__DIRECTIONS FOR THIS TASK__
Count the lines in the material below that contain the string "laptop", treating uppercase and lowercase as different. Reply with the number alone.

>>>>>

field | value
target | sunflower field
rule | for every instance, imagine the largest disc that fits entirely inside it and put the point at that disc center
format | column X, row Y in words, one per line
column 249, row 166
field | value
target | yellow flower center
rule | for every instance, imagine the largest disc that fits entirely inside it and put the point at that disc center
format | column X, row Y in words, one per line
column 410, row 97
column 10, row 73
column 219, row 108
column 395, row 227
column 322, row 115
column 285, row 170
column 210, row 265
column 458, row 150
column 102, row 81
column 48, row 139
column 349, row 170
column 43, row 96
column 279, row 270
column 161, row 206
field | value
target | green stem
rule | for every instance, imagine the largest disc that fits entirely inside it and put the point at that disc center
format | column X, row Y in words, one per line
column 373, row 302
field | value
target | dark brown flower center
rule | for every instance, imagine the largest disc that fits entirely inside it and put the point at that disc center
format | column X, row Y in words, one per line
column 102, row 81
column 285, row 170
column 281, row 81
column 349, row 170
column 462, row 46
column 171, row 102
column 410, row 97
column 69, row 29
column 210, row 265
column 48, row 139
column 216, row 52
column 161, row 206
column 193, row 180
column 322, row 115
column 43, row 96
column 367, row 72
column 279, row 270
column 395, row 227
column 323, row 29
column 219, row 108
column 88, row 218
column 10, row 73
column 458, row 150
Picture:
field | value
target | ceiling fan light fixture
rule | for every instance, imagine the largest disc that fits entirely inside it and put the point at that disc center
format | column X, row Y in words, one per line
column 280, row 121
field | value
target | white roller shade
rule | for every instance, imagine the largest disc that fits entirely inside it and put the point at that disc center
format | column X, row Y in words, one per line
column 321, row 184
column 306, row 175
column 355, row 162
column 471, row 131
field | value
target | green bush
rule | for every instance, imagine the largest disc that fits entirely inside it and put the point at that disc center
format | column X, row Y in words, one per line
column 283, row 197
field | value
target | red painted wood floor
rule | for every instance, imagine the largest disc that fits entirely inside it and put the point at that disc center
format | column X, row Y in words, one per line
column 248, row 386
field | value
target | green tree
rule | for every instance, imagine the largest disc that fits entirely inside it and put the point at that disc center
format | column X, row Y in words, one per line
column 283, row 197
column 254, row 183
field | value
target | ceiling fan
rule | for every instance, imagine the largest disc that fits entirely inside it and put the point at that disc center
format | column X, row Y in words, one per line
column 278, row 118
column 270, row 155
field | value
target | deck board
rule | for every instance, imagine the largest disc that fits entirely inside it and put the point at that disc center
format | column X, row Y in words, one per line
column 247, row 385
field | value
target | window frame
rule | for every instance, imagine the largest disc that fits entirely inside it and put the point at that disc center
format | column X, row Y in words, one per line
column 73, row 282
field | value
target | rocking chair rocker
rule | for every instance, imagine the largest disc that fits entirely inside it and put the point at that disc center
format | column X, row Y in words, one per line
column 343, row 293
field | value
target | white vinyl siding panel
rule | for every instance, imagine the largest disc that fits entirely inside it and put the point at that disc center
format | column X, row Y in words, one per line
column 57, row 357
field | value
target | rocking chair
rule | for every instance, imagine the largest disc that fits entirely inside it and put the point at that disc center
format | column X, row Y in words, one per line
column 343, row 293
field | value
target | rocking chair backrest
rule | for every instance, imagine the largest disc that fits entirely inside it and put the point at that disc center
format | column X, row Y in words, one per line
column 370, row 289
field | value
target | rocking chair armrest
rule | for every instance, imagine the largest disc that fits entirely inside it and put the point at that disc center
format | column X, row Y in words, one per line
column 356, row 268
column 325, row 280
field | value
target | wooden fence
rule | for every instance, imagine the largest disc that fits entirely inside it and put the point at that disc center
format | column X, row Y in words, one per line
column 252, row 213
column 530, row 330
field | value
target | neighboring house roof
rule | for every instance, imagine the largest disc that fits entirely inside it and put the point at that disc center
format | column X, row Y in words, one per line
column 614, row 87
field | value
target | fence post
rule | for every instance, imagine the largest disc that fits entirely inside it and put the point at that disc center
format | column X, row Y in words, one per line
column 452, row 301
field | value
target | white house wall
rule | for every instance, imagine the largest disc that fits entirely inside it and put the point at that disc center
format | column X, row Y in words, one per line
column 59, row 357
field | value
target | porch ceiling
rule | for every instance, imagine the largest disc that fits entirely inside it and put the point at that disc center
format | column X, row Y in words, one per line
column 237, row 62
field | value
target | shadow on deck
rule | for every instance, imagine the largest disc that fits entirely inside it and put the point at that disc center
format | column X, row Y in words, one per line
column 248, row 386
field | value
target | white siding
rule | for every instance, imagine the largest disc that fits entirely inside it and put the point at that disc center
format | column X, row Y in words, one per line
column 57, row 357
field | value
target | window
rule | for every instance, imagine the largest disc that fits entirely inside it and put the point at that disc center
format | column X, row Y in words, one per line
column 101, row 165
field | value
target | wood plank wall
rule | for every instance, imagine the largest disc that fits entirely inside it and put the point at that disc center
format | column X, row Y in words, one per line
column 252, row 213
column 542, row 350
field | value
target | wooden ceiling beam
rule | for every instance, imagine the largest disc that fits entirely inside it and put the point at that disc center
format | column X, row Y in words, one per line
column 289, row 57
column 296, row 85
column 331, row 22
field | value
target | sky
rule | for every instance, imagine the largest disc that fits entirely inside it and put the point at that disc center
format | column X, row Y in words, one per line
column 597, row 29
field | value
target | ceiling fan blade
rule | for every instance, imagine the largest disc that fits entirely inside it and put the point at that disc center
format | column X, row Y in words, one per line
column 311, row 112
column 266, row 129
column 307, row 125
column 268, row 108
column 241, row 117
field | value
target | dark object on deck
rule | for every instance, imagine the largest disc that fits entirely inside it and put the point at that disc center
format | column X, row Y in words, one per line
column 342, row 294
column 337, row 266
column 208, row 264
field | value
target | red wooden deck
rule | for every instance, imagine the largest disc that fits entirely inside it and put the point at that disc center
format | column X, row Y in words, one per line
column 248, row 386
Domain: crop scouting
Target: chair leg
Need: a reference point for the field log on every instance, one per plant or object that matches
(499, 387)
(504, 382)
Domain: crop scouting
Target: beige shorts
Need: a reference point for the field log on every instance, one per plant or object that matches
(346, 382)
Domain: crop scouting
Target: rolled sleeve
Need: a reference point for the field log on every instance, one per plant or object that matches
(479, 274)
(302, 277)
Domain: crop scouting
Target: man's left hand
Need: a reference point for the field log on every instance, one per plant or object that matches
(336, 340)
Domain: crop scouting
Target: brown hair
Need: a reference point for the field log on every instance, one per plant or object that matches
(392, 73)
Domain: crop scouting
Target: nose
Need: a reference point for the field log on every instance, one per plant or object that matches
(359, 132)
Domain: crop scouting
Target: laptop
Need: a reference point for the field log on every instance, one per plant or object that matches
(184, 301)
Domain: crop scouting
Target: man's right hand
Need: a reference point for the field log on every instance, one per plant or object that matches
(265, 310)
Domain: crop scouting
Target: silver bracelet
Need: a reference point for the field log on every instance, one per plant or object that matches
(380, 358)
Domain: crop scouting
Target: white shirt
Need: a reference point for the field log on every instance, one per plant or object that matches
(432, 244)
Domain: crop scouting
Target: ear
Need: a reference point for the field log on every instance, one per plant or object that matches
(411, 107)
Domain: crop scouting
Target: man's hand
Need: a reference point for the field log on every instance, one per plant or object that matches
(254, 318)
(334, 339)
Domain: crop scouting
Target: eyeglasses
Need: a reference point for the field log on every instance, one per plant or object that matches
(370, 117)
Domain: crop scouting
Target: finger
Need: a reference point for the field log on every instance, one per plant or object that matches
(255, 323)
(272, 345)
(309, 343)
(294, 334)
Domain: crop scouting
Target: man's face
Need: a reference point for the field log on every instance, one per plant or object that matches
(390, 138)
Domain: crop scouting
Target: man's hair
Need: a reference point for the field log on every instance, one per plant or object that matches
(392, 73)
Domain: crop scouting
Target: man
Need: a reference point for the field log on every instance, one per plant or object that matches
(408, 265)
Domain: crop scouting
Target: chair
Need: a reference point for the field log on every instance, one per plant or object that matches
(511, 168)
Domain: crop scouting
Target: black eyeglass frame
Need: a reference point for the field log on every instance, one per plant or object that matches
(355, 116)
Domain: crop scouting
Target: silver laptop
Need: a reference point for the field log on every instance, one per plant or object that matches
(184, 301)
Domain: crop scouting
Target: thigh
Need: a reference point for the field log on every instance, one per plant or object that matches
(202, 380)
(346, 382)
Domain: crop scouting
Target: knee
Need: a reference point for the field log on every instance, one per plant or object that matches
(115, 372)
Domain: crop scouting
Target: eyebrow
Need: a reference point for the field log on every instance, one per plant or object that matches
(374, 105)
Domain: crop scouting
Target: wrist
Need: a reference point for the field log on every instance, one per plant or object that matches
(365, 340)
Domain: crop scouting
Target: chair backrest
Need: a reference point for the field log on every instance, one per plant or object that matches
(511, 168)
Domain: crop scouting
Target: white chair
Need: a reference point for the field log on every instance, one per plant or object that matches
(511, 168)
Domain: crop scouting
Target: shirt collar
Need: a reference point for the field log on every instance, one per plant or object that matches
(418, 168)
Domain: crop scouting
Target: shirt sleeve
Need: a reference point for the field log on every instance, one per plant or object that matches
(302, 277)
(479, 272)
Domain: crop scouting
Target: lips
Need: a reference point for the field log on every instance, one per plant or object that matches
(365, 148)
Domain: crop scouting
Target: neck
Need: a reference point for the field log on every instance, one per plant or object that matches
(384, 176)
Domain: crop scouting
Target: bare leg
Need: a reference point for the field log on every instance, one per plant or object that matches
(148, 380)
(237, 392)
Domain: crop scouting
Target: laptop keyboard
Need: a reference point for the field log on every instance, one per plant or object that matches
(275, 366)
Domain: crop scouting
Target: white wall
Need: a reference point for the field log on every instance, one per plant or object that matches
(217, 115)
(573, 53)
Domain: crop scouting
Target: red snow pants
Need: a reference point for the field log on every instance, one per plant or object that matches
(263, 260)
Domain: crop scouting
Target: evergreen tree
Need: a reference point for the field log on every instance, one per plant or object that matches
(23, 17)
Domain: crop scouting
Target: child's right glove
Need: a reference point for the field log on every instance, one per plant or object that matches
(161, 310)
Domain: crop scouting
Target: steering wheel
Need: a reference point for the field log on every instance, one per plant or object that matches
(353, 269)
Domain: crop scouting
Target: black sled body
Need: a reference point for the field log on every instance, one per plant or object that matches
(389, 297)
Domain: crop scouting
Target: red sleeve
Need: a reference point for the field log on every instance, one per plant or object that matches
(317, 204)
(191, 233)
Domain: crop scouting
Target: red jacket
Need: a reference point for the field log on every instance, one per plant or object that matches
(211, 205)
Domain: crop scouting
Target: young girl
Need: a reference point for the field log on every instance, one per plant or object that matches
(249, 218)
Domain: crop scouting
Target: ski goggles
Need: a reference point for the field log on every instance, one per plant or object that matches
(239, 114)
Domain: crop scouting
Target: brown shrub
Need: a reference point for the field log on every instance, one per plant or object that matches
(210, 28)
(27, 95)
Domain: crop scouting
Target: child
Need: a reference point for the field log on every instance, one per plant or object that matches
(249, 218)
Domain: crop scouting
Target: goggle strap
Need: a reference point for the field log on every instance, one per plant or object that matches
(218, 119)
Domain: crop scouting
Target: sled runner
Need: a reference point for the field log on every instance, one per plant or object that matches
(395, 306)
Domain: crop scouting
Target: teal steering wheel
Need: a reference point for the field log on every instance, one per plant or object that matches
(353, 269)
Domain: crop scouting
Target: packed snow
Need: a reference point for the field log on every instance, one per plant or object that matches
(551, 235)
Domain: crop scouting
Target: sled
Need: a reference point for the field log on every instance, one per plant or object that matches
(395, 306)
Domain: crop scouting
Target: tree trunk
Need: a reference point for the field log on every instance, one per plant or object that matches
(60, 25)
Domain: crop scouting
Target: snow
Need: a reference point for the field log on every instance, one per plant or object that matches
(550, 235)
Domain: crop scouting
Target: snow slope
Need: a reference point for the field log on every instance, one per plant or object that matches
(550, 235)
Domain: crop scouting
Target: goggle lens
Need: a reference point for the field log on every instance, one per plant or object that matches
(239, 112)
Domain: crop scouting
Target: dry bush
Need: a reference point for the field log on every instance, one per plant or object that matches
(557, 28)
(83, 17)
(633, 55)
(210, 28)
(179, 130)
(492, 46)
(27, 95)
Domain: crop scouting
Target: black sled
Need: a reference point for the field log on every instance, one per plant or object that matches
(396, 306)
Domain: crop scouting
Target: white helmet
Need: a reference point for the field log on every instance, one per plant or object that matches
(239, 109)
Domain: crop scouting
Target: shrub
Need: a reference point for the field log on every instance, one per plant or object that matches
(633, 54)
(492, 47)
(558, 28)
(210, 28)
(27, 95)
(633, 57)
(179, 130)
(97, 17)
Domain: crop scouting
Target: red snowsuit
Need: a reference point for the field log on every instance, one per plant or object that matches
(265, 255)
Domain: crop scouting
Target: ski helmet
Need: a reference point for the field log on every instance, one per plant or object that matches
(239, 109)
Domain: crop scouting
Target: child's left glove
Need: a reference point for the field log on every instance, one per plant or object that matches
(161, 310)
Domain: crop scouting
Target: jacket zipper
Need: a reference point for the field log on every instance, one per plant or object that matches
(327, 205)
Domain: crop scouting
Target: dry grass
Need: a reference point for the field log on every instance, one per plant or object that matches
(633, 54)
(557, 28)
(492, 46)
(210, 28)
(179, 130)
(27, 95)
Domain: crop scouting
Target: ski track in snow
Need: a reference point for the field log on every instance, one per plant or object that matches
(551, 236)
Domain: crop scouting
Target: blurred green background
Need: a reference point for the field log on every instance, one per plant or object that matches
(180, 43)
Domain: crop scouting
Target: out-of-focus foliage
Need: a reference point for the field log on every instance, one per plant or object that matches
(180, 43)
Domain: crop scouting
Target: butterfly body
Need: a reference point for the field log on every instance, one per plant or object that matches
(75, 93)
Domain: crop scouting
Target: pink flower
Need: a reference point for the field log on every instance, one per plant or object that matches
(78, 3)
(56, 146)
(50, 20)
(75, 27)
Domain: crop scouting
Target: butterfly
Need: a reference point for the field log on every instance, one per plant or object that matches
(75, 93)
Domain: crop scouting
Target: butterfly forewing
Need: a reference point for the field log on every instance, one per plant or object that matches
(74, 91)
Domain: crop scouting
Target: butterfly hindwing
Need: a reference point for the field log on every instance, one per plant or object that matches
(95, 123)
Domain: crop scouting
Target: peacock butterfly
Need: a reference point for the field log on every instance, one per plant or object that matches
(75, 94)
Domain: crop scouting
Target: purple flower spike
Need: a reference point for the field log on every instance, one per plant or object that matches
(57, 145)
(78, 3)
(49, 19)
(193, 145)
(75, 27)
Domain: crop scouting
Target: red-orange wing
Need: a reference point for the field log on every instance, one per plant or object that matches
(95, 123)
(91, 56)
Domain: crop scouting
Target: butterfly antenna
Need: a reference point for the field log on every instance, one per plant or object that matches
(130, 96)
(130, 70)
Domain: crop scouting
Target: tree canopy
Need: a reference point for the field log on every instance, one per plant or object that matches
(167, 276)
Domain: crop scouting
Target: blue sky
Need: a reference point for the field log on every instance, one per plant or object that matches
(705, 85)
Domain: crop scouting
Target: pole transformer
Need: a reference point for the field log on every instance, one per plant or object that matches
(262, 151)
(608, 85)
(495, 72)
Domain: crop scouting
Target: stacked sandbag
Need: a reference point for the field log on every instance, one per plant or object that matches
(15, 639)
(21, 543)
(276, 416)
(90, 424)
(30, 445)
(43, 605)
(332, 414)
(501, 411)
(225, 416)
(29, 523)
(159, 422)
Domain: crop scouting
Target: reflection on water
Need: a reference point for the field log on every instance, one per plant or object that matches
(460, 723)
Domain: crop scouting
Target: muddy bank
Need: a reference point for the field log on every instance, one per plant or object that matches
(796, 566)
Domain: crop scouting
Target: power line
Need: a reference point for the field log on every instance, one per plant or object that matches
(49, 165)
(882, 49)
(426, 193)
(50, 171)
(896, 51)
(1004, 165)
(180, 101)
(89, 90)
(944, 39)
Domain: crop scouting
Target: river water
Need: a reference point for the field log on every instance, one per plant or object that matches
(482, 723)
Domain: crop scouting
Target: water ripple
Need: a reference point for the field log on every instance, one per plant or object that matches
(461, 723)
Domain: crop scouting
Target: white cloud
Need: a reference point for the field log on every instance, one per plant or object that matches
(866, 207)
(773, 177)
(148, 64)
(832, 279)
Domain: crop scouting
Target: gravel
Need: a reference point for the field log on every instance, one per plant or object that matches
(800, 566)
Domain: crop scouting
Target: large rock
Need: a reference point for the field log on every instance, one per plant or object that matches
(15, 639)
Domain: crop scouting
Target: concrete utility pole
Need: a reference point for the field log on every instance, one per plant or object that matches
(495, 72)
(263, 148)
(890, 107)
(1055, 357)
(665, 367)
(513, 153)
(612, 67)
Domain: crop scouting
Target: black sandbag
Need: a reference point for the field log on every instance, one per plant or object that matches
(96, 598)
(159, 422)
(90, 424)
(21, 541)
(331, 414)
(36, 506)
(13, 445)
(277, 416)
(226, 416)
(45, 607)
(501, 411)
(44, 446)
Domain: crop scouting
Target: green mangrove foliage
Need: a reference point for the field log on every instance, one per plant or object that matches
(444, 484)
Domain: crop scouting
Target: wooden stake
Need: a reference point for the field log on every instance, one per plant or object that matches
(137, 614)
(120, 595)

<<<<<

__EXERCISE OUTPUT__
3